───── RECORDS SUPPLIED ─────

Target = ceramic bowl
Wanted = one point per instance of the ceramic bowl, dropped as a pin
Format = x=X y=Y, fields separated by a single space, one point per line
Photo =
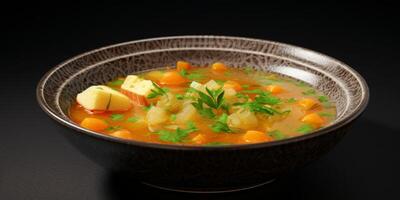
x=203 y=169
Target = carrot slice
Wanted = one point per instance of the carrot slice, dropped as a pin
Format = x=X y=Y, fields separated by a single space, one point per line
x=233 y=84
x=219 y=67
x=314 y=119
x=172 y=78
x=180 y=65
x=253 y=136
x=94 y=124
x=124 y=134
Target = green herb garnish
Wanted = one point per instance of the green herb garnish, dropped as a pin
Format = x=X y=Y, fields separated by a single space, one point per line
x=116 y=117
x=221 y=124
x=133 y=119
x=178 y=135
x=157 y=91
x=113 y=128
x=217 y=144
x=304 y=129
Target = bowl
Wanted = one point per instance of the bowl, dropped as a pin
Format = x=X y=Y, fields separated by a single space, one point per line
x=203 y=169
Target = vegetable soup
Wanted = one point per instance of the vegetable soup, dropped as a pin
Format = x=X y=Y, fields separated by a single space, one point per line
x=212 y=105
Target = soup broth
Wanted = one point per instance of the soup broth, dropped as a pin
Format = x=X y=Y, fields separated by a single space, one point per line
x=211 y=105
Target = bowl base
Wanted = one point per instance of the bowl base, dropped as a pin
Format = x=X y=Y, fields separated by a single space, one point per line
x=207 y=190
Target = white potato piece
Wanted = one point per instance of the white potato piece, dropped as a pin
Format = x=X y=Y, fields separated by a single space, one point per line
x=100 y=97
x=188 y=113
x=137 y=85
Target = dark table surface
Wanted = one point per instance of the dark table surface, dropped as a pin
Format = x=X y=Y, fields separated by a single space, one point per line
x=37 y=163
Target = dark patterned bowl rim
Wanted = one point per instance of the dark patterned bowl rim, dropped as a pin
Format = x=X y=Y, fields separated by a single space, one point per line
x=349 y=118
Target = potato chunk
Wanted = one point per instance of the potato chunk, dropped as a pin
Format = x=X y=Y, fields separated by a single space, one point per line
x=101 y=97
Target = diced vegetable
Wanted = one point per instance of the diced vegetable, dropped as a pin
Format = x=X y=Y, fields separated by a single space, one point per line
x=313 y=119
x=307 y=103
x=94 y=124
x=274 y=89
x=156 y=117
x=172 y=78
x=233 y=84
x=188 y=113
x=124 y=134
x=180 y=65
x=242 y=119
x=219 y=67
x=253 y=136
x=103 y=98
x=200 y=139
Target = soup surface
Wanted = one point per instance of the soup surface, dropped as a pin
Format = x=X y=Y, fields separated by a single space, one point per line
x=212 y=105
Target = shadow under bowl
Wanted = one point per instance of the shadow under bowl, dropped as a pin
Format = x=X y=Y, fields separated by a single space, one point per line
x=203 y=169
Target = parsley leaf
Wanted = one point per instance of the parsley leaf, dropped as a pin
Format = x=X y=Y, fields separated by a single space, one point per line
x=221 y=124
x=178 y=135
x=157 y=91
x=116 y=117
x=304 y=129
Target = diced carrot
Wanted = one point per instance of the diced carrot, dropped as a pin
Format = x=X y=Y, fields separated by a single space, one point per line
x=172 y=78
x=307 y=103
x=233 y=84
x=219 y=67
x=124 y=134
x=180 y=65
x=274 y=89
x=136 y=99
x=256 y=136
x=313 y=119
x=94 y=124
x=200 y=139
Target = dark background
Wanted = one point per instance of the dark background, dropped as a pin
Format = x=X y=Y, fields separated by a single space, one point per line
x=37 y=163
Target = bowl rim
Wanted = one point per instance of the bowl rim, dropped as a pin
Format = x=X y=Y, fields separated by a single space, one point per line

─────

Rewrite every line of the records above as a numbered list, skipping blank lines. Leave the pictures out of your answer.

WRITTEN ANSWER:
1. Target = ceramic bowl
2. Wanted = one point per instance of the ceramic bowl, dropped as a pin
3. Format = x=X y=Y, fields separated by a single space, one point per line
4. Photo =
5. x=203 y=169
6. Target = carrot slice
7. Wanted = one point per instance of the carrot slice, dropped as a pin
8. Format = x=X y=Y, fields separated by a single space, one point per line
9. x=233 y=84
10. x=219 y=67
11. x=314 y=119
12. x=172 y=78
13. x=180 y=65
14. x=253 y=136
15. x=94 y=124
16. x=124 y=134
17. Target = green herb garnish
18. Wanted = one point per instance of the green herb garnish, dropped as a pin
19. Format = x=X y=Y, fields separated by a single space, one point per line
20. x=116 y=117
21. x=221 y=124
22. x=133 y=119
23. x=178 y=135
24. x=157 y=91
25. x=113 y=128
26. x=217 y=144
27. x=304 y=129
28. Target = bowl
29. Wanted = one point per instance of the bowl, dropped as a pin
30. Format = x=X y=Y, fields separated by a single space, one point per line
31. x=203 y=169
32. Target = vegetable soup
33. Wanted = one point per instance of the vegetable soup, dropped as a pin
34. Format = x=X y=Y, fields separated by a single space, one point per line
35. x=212 y=105
36. Target = soup broth
37. Wanted = one point per instance of the soup broth, dropped as a pin
38. Format = x=X y=Y, fields separated by a single space, one point per line
39. x=211 y=105
40. Target = bowl base
41. Wanted = one point per instance of the bowl base, dropped as a pin
42. Format = x=X y=Y, fields separated by a single space, one point per line
43. x=207 y=190
44. Target = white potato piece
45. Wanted = one point per instance of the white potato piece, dropped as a pin
46. Format = x=X y=Y, fields separated by a single space, one point per line
47. x=100 y=97
48. x=188 y=113
49. x=137 y=85
50. Target = dark table surface
51. Wanted = one point per instance of the dark table surface, dropped as a pin
52. Format = x=X y=Y, fields separated by a single space, one point per line
53. x=37 y=163
54. Target = dark patterned bowl rim
55. Wanted = one point per instance of the dark patterned bowl rim, dropped as a pin
56. Format = x=X y=Y, fields separated by a single space, one point per line
57. x=349 y=118
58. Target = potato chunk
59. Wanted = one point per instance of the potato chunk, dropped as a pin
60. Format = x=X y=Y, fields separated by a single space, one point per line
61. x=101 y=97
62. Target = diced vegetable
63. Wanted = one point per instance of the diced vegetable, dropped as a pin
64. Format = x=X y=Y, fields separated by a single space, one point per line
65. x=313 y=119
66. x=307 y=103
67. x=94 y=124
68. x=274 y=89
69. x=156 y=117
70. x=172 y=78
71. x=233 y=84
72. x=188 y=113
73. x=124 y=134
74. x=180 y=65
75. x=242 y=119
76. x=219 y=67
77. x=253 y=136
78. x=103 y=98
79. x=200 y=139
80. Target = soup surface
81. Wanted = one point per instance of the soup surface, dropped as a pin
82. Format = x=X y=Y, fields separated by a single space, one point per line
83. x=212 y=105
84. Target = shadow under bowl
85. Wanted = one point per instance of the shadow under bowl, dropped as a pin
86. Format = x=X y=Y, fields separated by a single space, one point per line
87. x=203 y=169
88. Target = parsley leaf
89. Wanted = one point per instance of the parsley leaf, dropped as a pin
90. Format = x=X y=Y, fields separated by a single space, one point per line
91. x=221 y=124
92. x=178 y=135
93. x=157 y=91
94. x=116 y=117
95. x=304 y=129
96. Target = diced carrot
97. Wanted = one point per instance of the diced carrot, dropped as a pin
98. Format = x=X y=Y, fields separated by a single space, one point per line
99. x=172 y=78
100. x=307 y=103
101. x=233 y=84
102. x=219 y=67
103. x=124 y=134
104. x=180 y=65
105. x=274 y=89
106. x=136 y=99
107. x=256 y=136
108. x=313 y=119
109. x=94 y=124
110. x=200 y=139
111. Target = dark background
112. Wanted = one point per instance of the dark background, dropped as a pin
113. Format = x=X y=Y, fields separated by a single space, one point per line
114. x=37 y=163
115. Target = bowl rim
116. Wanted = one point per instance of the bowl rim, dropped as a pin
117. Format = x=X y=Y, fields separated by a single space, one point per line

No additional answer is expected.